_Stated exercise_:
Copy the listing below word for word, from its first line through the line containing "x=353 y=172", including that line.

_Recorded information_:
- - - - -

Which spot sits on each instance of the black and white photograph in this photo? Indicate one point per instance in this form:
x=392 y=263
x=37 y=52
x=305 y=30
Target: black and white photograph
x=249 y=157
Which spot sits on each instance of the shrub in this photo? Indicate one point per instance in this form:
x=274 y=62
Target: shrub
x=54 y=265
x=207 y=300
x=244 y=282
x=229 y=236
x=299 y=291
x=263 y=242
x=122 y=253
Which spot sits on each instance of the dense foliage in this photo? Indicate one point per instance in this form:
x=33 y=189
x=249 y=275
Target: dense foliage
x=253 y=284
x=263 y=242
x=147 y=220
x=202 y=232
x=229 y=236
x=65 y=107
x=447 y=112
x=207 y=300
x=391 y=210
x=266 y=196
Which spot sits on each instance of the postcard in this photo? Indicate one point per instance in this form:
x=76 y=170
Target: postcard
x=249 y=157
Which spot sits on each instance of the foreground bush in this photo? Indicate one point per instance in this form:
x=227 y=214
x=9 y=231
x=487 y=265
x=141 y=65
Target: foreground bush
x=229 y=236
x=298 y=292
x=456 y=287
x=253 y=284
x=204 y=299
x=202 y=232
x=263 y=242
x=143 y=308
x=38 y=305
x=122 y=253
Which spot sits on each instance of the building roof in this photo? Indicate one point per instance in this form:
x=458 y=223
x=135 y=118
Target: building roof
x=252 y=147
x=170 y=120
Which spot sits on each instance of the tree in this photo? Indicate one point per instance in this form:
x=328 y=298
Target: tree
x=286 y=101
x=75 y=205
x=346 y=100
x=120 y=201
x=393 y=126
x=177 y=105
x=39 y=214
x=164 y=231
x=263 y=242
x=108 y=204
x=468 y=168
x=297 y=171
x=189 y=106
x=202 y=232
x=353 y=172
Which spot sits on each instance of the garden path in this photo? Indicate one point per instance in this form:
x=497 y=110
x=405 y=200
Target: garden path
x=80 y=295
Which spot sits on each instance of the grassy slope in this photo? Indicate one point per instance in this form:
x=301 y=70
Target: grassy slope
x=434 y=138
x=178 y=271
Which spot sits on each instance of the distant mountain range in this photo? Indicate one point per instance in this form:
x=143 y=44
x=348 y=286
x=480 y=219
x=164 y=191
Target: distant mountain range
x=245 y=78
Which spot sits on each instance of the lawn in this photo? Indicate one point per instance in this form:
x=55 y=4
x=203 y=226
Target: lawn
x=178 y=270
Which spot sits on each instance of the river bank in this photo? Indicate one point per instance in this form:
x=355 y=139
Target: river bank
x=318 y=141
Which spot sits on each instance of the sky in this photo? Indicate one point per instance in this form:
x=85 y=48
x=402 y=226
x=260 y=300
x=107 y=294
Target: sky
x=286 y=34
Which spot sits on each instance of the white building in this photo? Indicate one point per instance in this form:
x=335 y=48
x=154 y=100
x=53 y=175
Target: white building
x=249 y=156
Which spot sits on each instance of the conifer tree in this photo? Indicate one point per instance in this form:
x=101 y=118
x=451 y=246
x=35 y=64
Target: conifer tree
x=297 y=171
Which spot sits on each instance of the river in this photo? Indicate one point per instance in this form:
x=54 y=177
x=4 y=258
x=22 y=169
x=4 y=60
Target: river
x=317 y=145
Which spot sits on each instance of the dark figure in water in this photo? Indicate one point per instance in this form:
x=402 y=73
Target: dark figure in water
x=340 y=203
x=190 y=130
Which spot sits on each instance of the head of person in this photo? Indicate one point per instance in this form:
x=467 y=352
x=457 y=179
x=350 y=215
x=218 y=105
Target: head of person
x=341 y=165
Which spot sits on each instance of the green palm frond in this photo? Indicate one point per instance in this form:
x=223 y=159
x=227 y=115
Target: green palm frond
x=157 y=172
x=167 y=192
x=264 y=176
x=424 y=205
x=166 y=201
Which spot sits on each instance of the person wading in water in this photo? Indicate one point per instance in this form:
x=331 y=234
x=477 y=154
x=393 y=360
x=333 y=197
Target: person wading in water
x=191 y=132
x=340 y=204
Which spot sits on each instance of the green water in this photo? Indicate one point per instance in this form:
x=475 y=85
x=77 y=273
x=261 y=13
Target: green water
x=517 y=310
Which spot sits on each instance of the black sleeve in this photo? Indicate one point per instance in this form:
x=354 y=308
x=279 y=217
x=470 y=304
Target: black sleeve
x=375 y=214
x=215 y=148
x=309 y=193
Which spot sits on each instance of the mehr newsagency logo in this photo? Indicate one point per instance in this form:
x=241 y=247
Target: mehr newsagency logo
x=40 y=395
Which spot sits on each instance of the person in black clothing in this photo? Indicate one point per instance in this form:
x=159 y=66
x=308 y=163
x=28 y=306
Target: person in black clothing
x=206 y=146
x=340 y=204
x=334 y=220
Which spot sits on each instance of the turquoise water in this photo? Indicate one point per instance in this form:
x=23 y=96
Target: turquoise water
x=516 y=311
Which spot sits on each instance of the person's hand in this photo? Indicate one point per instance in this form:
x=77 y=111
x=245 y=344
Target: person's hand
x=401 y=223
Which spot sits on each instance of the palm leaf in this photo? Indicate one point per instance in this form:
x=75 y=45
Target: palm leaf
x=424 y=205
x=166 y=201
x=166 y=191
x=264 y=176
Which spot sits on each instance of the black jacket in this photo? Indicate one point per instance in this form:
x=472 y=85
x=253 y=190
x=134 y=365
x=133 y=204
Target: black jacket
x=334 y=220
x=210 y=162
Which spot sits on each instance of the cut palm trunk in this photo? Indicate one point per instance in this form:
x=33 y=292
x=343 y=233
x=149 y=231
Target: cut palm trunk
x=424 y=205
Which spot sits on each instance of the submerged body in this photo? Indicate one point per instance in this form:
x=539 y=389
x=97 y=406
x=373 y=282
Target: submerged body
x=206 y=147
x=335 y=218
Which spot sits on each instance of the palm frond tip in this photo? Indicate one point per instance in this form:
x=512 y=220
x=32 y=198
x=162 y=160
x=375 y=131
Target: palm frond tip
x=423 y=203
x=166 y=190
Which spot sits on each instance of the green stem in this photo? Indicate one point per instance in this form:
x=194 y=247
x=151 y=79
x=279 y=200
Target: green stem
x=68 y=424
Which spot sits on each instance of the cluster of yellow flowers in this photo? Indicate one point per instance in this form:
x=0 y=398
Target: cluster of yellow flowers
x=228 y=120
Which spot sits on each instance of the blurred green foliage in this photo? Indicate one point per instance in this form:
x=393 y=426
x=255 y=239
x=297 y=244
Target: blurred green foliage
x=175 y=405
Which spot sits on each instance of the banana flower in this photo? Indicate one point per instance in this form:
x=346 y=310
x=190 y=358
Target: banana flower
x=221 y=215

- - - - -

_The response_:
Which spot sits on each instance of the black and white photograph in this photo? Indicate one point per instance in this form:
x=392 y=263
x=37 y=52
x=305 y=30
Target: black and white photograph
x=249 y=157
Which spot sits on each instance of the shrub in this photo? Indicate one point per instance in this form:
x=274 y=62
Target: shrub
x=54 y=265
x=207 y=300
x=244 y=282
x=229 y=236
x=299 y=291
x=263 y=242
x=122 y=253
Which spot sits on each instance of the dense foliage in this photo? Indicate one point per instance in this form:
x=33 y=189
x=249 y=275
Target: dense foliage
x=253 y=284
x=263 y=242
x=147 y=220
x=202 y=232
x=229 y=236
x=65 y=107
x=447 y=112
x=207 y=300
x=391 y=210
x=266 y=196
Which spot sits on each instance of the postcard in this photo? Indicate one point per instance in this form:
x=76 y=170
Target: postcard
x=249 y=157
Which spot sits on each instance of the foreground bush in this photo? Indicate one point per instance in this form:
x=227 y=214
x=9 y=231
x=487 y=265
x=141 y=65
Target: foreground bush
x=229 y=236
x=298 y=292
x=456 y=287
x=253 y=284
x=204 y=299
x=202 y=232
x=263 y=242
x=143 y=308
x=38 y=305
x=122 y=253
Which spot sits on each instance of the building roof in this photo? Indicate one point per instance in this form:
x=458 y=223
x=135 y=118
Target: building roof
x=252 y=147
x=170 y=120
Which spot sits on each instance of the tree in this photo? Indicate one point per instance in this form:
x=328 y=298
Target: tree
x=286 y=101
x=75 y=205
x=346 y=100
x=120 y=201
x=393 y=126
x=177 y=105
x=39 y=214
x=164 y=231
x=263 y=242
x=108 y=204
x=468 y=168
x=297 y=171
x=189 y=106
x=202 y=232
x=353 y=172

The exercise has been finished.